Compito richiesto A:
Rispondi alle seguenti domande sulla biografia di Odoardo Farnese:
(i) In quale città e in quale anno si erano sposati i genitori di Odoardo?
(ii) Chi curò l'educazione di Odoardo a Roma?
(iii) Da quale pontefice e in quale data Odoardo fu eletto cardinale?

Estratto del documento:
★ ★ ★ ★ ★ ★ ★

Farnese, Odoardo – Cardinale, mecenate (Parma, 8 dic. 1573 – ivi, 11 feb. 1626).
Era figlio di Alessandro (Roma 1545 – Fiandre 1592), duca di Parma e Piacenza, e di Maria di Braganza-Guimarães (Portogallo 1542 – Parma 17 luglio 1577), imparentata con la casata inglese dei Lancaster; i genitori si erano uniti in matrimonio a Bruxelles nel 1565. Alessandro era il figlio di Ottavio e di Margherita d’Austria, figlia naturale di Carlo V, e nel 1577 fu inviato dallo zio Filippo II nelle Fiandre come governatore. Odoardo era il terzogenito, dopo Margherita (Parma 7 nov. 1567 – ivi 13 apr. 1643), religiosa nel convento di S. Alessandro a Parma, con il nome di Maura Lucenia, dopo l’annullamento, nel 1583, dell’unione con Vincenzo Gonzaga, figlio del duca di Mantova, e dopo Ranuccio, a cui sarà lasciato in eredità il ducato di Parma e Piacenza.
Odoardo fu educato a Roma, presso il cardinale Alessandro, da Fulvio Orsini (1529-1600), antiquario, bibliotecario dei Farnese e curatore delle collezioni artistiche della famiglia. Nel 1590 gli fu assegnata la rendita dell’arcivescovado di Monreale, prima riservata al prozio Alessandro; questi, morto nel 1589, aveva lasciato ad Odoardo metà dei beni mobili, ma il papa Sisto V aveva bloccato il testamento: Odoardo ricevette soltanto la rendita dell’abbazia di Grottaferrata, della quale fu commendatario fino alla morte. Il 6 marzo 1591 fu eletto cardinale dal pontefice Gregorio XIV; il 20 nov. ebbe il titolo di diacono di S. Adriano, passando poi a quello di S. Eustachio (12 giugno 1595). Chiamò a Roma uno dei suoi precettori, Gabriele Bombasi, che aveva pronunciato, nel 1586, l’orazione funebre in occasione del funerale dello zio Ottavio. Per conto del fratello Ranuccio, duca di Parma, governò il Ducato di Castro e Ronciglione; il suo peso nell’Alto Lazio divenne pieno con la nomina a legato apostolico del Patrimonio di S. Pietro (15 dic.; per oltre un ventennio resse i territori della Chiesa e quelli propri della sua famiglia «con isquisita sapienza e rara prudenza» – Moroni). Notevole fu il suo ruolo nel pontificato di Clemente VIII, con la cui famiglia F. mantenne stretti rapporti, sfociati nelle nozze di suo fratello Ranuccio con Margherita Aldobrandini, nipote del papa (7 maggio). Poco prima (19 feb. 1600) Clemente VIII lo aveva nominato protettore dell’Inghilterra e governatore di Vetralla (dove agirà tramite il luogotenente Galeazzo Sanvitale di Parma); nel corso della vita F. fu anche protettore del Portogallo, dell’Aragona, della Svezia, della Svizzera, della repubblica di Ragusa, della Valtellina, nonché dei Certosini, del Collegio degli Orfani, dell’Ospedale degli Incurabili, delle confraternite del Rosario, della Morte, del Gonfalone, del Carmine e amministratore dell’Arciconfratemita di S. Carlo.

★ ★ ★ ★ ★ ★ ★

Compito richiesto B: Determina quante righe, tra quelle riportate più sotto, contengono la stringa "truck", tenendo conto di maiuscole e minuscole. Indica soltanto il numero.

★ ★ ★ ★ ★ ★ ★

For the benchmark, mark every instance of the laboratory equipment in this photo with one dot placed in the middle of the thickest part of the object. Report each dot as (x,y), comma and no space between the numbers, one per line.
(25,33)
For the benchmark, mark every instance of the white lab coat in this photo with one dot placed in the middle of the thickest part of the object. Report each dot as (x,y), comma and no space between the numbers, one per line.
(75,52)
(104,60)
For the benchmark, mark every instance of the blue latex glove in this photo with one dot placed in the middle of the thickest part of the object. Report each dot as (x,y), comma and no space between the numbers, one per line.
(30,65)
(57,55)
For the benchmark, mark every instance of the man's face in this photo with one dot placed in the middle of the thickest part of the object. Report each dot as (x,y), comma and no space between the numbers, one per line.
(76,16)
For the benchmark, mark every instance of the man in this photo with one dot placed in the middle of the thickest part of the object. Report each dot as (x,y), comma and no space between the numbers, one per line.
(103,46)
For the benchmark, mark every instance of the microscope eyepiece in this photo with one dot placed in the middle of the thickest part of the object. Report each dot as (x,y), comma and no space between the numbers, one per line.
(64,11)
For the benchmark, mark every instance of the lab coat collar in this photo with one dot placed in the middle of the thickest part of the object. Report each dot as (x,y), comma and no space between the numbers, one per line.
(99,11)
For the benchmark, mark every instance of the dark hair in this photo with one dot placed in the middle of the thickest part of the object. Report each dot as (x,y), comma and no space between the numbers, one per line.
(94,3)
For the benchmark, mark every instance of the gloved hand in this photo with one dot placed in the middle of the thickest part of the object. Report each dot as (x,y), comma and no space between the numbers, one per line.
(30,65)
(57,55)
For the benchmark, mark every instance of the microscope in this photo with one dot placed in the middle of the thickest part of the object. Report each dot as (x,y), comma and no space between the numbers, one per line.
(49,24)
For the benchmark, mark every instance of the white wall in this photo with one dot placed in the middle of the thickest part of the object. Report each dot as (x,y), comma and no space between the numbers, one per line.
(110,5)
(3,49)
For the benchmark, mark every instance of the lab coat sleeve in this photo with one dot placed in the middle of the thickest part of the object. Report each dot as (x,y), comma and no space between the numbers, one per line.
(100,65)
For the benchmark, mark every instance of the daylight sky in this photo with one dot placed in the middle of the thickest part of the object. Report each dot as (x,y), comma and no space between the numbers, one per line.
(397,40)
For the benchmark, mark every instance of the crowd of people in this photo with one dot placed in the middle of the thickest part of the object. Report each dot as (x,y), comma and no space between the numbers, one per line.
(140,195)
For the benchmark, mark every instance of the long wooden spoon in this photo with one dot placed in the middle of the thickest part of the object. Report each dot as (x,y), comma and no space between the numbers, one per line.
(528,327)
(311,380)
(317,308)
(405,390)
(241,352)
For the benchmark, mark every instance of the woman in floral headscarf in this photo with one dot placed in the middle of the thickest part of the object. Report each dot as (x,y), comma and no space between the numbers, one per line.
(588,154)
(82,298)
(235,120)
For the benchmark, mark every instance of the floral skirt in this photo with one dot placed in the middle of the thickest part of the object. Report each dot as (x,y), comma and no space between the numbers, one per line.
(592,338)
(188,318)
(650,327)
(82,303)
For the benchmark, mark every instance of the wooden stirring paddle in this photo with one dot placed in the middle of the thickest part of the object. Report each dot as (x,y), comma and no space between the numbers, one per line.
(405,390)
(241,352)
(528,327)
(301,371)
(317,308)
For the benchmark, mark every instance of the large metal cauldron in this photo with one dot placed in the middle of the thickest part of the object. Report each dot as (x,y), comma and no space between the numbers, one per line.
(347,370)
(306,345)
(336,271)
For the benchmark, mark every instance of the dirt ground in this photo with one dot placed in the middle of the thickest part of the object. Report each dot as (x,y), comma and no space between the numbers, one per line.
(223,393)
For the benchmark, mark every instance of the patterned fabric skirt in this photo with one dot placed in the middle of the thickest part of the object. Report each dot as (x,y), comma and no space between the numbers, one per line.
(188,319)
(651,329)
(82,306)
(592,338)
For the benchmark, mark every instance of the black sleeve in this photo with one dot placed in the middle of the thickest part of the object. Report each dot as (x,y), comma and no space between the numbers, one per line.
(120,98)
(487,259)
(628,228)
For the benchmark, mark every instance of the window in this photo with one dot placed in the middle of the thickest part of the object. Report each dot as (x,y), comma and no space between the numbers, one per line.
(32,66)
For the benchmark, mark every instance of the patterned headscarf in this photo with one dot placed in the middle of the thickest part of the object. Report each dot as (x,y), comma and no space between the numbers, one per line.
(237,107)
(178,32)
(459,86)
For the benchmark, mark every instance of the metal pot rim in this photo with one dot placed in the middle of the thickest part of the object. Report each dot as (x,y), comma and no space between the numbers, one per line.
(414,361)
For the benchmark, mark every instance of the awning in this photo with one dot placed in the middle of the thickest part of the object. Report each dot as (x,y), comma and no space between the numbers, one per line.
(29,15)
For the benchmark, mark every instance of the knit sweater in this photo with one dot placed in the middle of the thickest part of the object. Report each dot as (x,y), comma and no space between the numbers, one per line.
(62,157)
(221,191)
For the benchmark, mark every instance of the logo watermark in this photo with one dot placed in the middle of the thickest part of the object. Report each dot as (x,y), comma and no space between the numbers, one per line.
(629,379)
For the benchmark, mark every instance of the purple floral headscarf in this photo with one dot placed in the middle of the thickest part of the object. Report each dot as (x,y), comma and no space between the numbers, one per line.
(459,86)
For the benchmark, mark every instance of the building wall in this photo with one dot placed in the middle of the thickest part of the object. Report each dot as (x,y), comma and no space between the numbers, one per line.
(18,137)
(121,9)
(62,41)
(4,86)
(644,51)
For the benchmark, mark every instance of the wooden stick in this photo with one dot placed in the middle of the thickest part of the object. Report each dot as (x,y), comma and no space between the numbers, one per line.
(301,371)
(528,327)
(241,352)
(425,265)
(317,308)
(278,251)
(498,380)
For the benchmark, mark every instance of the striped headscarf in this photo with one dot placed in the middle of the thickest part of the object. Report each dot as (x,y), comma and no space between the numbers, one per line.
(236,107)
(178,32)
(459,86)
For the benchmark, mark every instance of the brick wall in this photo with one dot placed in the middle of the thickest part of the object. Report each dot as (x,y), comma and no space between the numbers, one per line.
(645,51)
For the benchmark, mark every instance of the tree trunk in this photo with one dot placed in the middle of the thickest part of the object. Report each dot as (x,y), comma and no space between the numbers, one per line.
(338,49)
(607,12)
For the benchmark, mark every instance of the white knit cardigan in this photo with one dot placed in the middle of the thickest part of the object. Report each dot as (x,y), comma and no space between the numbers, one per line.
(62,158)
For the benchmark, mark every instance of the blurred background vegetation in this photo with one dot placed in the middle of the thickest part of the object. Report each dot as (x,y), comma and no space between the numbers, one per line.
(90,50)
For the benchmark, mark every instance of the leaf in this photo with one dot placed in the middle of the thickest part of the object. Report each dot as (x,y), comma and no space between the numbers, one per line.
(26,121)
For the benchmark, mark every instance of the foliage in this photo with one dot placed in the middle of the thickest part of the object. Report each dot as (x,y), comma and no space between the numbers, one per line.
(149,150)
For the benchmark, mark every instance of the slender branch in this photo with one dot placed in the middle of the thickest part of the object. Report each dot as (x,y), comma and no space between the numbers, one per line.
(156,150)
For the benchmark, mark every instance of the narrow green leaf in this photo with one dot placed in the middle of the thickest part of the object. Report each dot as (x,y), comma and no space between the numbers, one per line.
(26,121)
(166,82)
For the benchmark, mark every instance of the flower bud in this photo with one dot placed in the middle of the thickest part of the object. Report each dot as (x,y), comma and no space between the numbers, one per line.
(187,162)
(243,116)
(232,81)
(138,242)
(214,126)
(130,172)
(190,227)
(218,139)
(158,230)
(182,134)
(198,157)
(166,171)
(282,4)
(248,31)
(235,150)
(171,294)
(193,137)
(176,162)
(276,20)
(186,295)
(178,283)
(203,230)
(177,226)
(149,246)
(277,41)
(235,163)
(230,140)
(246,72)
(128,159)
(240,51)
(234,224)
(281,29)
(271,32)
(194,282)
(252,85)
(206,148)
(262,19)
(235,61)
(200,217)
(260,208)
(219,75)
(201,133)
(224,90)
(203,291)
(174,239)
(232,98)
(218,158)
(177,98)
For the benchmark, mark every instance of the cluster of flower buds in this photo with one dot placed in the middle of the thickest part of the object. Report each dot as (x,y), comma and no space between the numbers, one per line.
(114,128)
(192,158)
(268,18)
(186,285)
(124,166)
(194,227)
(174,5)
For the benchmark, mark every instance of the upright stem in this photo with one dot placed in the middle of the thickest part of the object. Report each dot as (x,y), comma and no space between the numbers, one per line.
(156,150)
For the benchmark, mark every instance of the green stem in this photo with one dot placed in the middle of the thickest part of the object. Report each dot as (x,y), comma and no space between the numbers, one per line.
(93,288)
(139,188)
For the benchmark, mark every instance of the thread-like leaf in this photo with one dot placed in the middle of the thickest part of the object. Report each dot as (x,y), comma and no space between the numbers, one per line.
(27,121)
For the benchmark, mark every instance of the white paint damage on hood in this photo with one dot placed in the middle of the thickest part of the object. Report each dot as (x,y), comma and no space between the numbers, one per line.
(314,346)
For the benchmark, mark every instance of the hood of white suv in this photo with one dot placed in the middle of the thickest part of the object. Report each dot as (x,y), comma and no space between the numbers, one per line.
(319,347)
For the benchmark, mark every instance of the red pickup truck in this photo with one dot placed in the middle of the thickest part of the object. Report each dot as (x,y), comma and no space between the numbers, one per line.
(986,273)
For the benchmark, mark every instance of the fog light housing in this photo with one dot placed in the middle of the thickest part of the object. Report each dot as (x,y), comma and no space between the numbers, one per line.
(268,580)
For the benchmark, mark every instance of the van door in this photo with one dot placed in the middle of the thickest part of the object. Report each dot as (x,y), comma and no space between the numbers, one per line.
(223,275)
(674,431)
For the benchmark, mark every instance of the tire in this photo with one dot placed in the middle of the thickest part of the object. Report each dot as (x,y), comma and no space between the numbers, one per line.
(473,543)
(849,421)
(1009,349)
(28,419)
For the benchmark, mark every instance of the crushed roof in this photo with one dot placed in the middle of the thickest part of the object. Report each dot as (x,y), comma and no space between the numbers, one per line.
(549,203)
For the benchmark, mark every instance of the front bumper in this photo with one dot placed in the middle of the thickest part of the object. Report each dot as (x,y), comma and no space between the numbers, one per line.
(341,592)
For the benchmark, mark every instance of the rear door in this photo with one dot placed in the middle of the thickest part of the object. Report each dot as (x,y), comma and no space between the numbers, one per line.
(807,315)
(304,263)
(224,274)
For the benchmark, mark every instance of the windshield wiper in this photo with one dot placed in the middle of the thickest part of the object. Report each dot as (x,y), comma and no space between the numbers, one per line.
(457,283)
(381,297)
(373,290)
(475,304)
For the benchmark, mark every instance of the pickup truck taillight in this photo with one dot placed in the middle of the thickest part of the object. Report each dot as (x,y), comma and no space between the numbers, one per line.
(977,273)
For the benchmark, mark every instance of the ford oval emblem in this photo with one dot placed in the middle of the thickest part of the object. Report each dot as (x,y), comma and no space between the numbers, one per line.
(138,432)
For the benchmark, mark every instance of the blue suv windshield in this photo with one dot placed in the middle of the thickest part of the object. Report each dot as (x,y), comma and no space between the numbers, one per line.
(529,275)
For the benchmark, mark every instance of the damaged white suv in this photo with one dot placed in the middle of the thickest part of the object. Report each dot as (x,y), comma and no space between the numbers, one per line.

★ ★ ★ ★ ★ ★ ★

Risultato corretto A:
(i) A Bruxelles, nel 1565.
(ii) Fulvio Orsini.
(iii) Da Gregorio XIV, il 6 marzo 1591.

Risultato corretto B: 2